Reading text>
====================
French Mail Order Catalogs and Advertisements for Boys Clothings: Sizes

Figure 1.--This advertisement appeared in a March 1936 La Samaritaine catalog. Pictured are a boys romper, shorts set, and child's coat. Notice how the clothing for younger children even in te 1930s was by age.

French catalogs vary in how they do sizing. Some provide sizes in terms of the child's age. This was especially common for younger children. Others stores present sizes in centimeters (cm). Note that this can be confusing. Not only did stores have varying practicesm, but these practices changed over time. Another complication is that modern children are slightly taller than children in the early 20th century. Of course there is also the complication that there are substantial cariations among children in any given age group. While there are a number of variations here, French readers have provided us size/age equivalents to provide some rough indications as to the sizes of individial garments.

Chronological Trends

The 1930s

These lengths in early catalogs were normally for the length of the garment, NOT the heighth of the child. HBC has noted romper and smock sizing, for example, in centimeters. Rompers and smocks were sized similarly for the younger boys. Smocks for older boys werte worn longer, but at that age they no longer wore rompers. The age-size for rompers, suits and smocks couuld thus have some differences. The smock for little boys of 2-8 had the lenght at level of his pants which was often well above the knee. The smocks for older boys were worn slightly above his knee. A French reader tells us, "This rule had always been observed." The approximate age conversions would be: 40 cm (12/18 months perhaps 24 months), 45 cm (2 to 3 years), 50 cm (4 to 5 years), 55 cm (5 to 6 years), 57 cm (6 years), 60 cm (6-7 years), 65 cm (8 years), 70 cm (9 years), 75 cm (10 years), and 80 cm (11-12 years). Sizes generally before 1970s were in terms of the length of garments or the age of the children. Other size criteria need to be used for blouses, shorts, shorts, and long pants.
====================
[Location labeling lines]
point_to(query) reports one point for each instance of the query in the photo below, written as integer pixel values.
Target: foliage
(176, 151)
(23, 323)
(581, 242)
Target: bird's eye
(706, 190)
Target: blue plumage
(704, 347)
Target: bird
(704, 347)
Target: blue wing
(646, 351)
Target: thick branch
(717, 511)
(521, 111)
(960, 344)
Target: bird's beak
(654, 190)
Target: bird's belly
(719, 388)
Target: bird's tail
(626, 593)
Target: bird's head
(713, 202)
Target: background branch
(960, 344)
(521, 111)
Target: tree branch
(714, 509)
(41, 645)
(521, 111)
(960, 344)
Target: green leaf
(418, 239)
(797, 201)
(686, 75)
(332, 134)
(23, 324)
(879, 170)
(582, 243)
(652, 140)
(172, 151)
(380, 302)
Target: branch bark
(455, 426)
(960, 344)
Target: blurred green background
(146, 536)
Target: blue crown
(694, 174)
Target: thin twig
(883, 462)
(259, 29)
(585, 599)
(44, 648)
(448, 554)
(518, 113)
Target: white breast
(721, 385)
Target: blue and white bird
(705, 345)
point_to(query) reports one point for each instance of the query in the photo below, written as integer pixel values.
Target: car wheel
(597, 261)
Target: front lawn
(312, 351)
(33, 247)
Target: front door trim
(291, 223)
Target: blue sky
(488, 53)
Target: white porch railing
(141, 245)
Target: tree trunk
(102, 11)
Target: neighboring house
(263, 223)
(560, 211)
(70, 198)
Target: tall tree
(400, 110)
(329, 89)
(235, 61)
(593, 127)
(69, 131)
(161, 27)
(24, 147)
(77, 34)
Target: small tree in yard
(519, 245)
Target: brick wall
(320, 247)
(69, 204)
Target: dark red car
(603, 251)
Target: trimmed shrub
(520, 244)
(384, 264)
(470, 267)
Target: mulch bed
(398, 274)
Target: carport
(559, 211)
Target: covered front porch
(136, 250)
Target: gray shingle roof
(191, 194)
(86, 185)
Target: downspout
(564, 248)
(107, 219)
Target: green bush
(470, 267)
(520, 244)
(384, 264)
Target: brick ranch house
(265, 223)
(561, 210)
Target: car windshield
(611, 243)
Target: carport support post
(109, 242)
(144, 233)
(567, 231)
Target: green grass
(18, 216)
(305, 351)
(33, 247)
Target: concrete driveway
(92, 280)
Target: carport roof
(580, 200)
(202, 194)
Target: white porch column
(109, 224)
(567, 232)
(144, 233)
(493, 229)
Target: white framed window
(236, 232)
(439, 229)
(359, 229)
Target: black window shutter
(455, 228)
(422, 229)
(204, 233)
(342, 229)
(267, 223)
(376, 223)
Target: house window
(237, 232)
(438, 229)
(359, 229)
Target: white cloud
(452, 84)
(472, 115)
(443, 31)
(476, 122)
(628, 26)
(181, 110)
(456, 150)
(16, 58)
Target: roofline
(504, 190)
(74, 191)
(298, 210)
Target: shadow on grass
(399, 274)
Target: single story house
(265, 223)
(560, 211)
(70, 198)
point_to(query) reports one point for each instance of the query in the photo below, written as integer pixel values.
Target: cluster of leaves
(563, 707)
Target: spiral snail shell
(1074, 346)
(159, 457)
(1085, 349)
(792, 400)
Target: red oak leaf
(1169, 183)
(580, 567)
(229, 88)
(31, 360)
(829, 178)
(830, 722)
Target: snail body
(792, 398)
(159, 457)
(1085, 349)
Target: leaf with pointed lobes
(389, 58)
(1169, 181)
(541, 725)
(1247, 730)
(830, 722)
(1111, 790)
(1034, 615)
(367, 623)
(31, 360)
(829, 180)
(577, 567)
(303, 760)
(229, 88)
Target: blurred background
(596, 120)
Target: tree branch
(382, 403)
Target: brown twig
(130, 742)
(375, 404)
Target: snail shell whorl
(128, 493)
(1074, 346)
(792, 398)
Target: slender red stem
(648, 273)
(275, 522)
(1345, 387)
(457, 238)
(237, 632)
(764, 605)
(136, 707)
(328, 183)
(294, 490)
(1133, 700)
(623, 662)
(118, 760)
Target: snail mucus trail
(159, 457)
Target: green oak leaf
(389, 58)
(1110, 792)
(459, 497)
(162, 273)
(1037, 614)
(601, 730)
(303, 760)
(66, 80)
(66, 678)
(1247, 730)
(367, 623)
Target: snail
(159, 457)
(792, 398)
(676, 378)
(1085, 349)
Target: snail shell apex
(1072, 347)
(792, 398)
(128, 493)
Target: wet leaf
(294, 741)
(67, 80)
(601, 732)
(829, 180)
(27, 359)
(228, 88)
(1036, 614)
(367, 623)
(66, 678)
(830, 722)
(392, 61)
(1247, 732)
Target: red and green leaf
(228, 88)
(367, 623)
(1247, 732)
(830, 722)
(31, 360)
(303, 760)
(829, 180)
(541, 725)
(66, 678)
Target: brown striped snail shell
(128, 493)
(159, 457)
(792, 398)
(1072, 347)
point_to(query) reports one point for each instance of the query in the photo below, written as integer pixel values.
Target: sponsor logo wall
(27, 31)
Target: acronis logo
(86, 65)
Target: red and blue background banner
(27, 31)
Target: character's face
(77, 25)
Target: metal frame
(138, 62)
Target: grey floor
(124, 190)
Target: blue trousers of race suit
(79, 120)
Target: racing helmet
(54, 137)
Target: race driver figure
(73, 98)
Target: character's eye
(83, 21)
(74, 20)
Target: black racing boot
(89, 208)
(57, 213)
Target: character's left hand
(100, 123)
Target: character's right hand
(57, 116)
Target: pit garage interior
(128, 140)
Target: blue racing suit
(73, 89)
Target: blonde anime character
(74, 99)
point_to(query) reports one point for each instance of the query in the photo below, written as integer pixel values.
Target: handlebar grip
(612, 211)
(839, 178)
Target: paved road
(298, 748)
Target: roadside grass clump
====================
Exercises>
**A)** In the text on French catalog sizing for boys' clothing, what did the centimeter lengths in early catalogs normally measure?
**B)** Proceed with the text on French catalog sizing for boys' clothing, starting after its last sentence.

Responses to the exercise>
**A)** They measured the length of the garment, not the height of the child.

**B)**
The 1940s

Boys were slightly smaller in the 1940s, presumably the result of poor nitrition during World War II and the immeduiate post-War period. Boys in 1946 averaged: 6 years old 1m03. Boys 8 years old averaged 1m14. That would mean for 6 years old 1946 a smock of 55 cm and 8 years old a smock of 65 cm.

Figure 2.--One 1935 Au bon Marché add showed three smocks. Two were school smocks styles in classical Frebnch school smock styling. Both look to be suitable for boys and girls. The third was a "gardner" or pinafore smock that younger children might wear at home. Each was sized in the length of the garment, not the heoght of the child.

The 1950s

The 1960s

The 1970s

Boys by the 1970s were noticeably taller than during the pre-War and World war II era. Boys in 1976 averaged: 6 years old 1m14 and 8 years old 1m38.

The 1980s-2000s

After the 1970s it was more common to give the height of the children or the age.

Family Conventions

A French reader points out, "One must say, that the sizes were not very formal. Many mothers bought clothes a bit biger, for longer use; so the boy was able to wear items 2 years. My mother always bought clothes fot my brother and me that were the exact size and we offten changed. It seems that we hardly ever wore out our clothes."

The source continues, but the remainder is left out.